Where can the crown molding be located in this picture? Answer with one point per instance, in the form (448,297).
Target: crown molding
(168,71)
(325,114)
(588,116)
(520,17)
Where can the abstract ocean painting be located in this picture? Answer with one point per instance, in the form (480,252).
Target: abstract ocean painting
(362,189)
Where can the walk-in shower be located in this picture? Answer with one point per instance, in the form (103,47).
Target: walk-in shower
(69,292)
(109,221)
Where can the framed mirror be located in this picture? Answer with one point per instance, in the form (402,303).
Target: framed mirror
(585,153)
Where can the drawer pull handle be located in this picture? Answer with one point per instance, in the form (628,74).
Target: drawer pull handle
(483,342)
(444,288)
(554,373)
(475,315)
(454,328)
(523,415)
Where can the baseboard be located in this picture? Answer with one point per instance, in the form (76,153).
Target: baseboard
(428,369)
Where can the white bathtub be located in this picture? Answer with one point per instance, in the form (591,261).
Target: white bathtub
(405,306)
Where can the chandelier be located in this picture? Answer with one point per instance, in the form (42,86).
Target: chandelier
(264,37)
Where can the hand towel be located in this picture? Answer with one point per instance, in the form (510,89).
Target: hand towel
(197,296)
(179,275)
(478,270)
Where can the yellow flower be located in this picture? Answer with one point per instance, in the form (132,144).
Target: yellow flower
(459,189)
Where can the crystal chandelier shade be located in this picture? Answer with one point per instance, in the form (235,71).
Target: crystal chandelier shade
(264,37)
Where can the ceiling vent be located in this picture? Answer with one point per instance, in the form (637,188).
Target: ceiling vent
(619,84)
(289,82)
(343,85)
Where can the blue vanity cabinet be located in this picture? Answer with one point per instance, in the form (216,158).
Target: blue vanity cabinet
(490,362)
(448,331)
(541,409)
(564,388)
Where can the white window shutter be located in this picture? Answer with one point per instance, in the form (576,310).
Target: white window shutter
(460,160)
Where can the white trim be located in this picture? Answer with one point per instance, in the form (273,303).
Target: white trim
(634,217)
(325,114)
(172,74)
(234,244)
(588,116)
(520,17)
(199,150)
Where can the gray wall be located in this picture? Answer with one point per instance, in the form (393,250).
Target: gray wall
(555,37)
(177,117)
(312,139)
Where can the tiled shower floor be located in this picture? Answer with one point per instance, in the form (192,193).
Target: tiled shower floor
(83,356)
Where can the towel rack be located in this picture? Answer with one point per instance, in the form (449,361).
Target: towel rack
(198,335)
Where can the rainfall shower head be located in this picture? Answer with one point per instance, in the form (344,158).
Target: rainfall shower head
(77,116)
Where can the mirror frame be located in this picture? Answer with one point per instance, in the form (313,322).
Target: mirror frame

☆ ☆ ☆ ☆ ☆ ☆ ☆

» Task statement
Go through the listing and copy all of it exactly.

» Solution to the exercise
Where can the crown molding be located in this picture? Answer with one point per instance, in the form (448,297).
Target: crown molding
(168,71)
(325,114)
(588,116)
(520,17)
Where can the abstract ocean painting be located in this picture? Answer with one point per instance, in the form (480,252).
Target: abstract ocean painting
(362,189)
Where can the walk-in shower be located in this picture? Answer with one point per instance, in the form (103,47).
Target: walk-in shower
(69,292)
(109,221)
Where can the framed mirror be located in this picture? Answer with one point per instance, in the form (402,303).
Target: framed mirror
(585,153)
Where can the drawer pull handle be located in this picture? Answer with one point per instance, in the form (628,74).
Target: drawer pull handle
(483,342)
(444,288)
(554,373)
(475,315)
(454,328)
(523,415)
Where can the baseboard be located in this picture? Answer with one point per instance, in the form (76,153).
Target: baseboard
(428,369)
Where can the white bathtub be located in this picture? Answer with one point per instance, in the form (591,261).
Target: white bathtub
(405,306)
Where can the chandelier be located in this picture? Answer with one point per instance, in the form (42,86).
Target: chandelier
(264,37)
Where can the hand towel be located in this picture? Answer with one point per instance, in the form (510,89).
Target: hand towel
(197,296)
(179,275)
(478,270)
Where can the yellow flower be located in this picture? Answer with one point per instance, in the form (132,144).
Target: yellow flower
(459,189)
Where can the crystal chandelier shade be located in this picture? Answer with one point per instance, in the form (235,71).
Target: crystal chandelier shade
(264,37)
Where can the ceiling vent be located in this picture? Answer with one point per instance, in the form (637,188).
Target: ceiling vent
(619,84)
(289,82)
(343,85)
Where can the blue vanity cabinet be located in this picture? Answer with one point per instance, in the form (216,158).
Target: blue vanity cabinet
(490,362)
(448,331)
(541,409)
(564,388)
Where can the white window shutter be located in this picture? Answer with one point per instance, in the form (576,310).
Target: white window shutter
(460,160)
Where can the white trim be located in this picture? Answer with one point per instance, in the form (273,303).
Target: white trim
(634,217)
(325,114)
(172,74)
(234,244)
(588,116)
(520,17)
(199,150)
Where can the gray wall be located in this picture? Answer with one point per instance, in the form (393,250).
Target: gray wall
(555,37)
(177,117)
(312,139)
Where can the tiled shower floor be located in this picture? Answer with one point per instance, in the form (192,193).
Target: tiled shower floor
(83,356)
Where can the towel rack be located in this picture? Answer with one point per instance, in the form (449,361).
Target: towel rack
(198,335)
Where can the rainfall shower head be located in this picture? Answer with one point per instance, in the form (344,158).
Target: rainfall shower head
(77,116)
Where can the mirror frame be located in this picture? Answer with one point per instance, in the form (313,322).
Target: mirror frame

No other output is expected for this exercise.